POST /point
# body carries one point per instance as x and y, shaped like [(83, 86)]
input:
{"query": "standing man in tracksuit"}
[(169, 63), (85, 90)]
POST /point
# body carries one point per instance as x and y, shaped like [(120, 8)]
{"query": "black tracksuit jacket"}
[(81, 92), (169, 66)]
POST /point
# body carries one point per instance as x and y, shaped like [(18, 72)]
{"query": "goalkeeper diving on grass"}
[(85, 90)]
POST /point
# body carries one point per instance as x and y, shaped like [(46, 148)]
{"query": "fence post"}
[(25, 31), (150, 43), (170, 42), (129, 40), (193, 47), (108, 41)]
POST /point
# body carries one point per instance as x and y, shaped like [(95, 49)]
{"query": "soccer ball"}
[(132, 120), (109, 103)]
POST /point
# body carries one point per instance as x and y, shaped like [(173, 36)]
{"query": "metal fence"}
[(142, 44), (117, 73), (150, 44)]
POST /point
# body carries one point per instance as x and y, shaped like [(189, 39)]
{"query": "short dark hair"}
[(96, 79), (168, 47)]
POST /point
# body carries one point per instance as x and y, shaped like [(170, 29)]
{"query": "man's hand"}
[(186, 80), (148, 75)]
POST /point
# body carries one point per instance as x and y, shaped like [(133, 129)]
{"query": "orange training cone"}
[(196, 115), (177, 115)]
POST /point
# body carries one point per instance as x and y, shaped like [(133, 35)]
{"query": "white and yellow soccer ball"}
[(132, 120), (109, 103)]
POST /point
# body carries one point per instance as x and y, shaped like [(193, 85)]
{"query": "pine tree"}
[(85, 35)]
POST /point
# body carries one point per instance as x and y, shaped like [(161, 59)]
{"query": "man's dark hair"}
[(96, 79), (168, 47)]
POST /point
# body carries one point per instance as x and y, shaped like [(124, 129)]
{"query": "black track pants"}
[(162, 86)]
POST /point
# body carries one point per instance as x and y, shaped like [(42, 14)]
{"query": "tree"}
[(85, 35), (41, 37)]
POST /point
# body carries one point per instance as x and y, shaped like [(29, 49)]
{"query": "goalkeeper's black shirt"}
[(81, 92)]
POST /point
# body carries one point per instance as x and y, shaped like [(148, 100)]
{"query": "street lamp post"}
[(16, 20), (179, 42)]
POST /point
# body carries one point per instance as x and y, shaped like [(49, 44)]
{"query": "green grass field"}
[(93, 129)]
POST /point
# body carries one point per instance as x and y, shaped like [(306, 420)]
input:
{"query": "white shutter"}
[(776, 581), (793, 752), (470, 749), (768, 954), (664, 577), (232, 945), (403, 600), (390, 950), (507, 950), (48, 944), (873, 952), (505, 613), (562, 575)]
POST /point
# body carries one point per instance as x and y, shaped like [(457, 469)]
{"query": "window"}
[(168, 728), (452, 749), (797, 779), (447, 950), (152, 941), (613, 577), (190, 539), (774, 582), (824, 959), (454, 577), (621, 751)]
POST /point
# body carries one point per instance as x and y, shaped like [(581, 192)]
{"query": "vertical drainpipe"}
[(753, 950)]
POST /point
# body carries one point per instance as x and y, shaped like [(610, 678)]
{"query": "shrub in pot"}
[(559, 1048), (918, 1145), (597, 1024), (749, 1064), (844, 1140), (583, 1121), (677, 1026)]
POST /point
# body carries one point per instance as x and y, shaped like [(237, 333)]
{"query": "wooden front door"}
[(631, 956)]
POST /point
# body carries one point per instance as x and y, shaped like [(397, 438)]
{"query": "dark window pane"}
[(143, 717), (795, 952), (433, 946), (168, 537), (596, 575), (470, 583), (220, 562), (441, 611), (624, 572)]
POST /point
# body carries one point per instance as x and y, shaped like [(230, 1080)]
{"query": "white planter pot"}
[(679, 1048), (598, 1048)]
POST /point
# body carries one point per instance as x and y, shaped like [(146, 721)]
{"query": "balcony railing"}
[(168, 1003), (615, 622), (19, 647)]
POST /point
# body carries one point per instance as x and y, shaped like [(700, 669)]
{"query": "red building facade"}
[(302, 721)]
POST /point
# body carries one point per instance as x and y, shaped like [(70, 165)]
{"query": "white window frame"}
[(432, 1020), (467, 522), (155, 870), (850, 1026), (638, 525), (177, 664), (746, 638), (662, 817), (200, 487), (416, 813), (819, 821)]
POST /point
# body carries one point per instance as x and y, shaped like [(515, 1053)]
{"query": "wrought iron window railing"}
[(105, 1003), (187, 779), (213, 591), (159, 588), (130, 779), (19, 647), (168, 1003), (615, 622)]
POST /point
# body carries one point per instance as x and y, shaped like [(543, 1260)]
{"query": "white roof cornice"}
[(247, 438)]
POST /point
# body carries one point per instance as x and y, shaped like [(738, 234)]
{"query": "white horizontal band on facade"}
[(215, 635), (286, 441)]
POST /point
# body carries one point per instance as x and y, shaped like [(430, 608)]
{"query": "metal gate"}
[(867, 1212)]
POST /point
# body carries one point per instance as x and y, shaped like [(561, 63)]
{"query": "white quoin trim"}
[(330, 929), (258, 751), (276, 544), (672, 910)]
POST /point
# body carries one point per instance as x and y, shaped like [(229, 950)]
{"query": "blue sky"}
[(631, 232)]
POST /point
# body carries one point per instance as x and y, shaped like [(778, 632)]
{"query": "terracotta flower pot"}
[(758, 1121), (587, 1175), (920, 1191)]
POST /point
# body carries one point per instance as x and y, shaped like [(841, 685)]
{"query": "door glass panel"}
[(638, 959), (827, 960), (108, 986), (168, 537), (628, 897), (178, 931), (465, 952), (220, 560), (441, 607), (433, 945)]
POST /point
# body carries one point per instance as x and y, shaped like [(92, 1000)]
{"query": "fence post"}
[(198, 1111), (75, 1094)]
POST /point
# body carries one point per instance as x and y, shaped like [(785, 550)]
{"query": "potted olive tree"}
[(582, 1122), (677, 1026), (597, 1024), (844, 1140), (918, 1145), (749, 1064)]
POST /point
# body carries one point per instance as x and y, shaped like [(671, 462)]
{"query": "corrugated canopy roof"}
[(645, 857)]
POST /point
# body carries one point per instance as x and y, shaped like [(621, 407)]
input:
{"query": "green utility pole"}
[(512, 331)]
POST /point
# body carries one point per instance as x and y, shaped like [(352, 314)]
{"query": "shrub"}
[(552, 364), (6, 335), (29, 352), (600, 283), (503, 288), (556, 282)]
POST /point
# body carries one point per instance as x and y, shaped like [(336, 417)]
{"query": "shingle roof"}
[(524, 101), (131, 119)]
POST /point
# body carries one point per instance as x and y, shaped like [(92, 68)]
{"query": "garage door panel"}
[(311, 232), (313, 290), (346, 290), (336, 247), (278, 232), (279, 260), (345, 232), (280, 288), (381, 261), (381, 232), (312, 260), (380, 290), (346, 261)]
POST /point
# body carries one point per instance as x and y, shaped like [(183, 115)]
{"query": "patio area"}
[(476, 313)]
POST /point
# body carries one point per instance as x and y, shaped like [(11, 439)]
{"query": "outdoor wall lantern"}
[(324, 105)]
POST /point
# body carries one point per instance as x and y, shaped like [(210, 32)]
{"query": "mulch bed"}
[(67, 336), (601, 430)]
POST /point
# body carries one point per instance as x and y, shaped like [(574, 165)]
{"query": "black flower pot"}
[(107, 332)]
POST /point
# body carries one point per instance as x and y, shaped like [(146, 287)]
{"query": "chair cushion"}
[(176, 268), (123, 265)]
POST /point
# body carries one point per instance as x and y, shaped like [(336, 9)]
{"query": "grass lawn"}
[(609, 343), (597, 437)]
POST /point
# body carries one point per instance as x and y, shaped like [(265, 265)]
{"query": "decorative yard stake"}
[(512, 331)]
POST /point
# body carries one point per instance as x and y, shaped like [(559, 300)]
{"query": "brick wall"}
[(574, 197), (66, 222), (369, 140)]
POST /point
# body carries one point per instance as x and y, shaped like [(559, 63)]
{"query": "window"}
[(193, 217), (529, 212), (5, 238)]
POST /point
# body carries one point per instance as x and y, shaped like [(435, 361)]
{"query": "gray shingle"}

(EXERCISE DETAILS)
All lines starting at the one holding "like [(559, 63)]" and ending at the last line above must be output exactly, and no other line may appear.

(RESPONSE TO THIS EXERCISE)
# body carries one point per instance as x and y, shaped like [(559, 63)]
{"query": "window"}
[(193, 217), (529, 212), (5, 238)]
POST /point
# body carries one point per instance as x and y, shaped like [(435, 361)]
{"query": "gray shingle"}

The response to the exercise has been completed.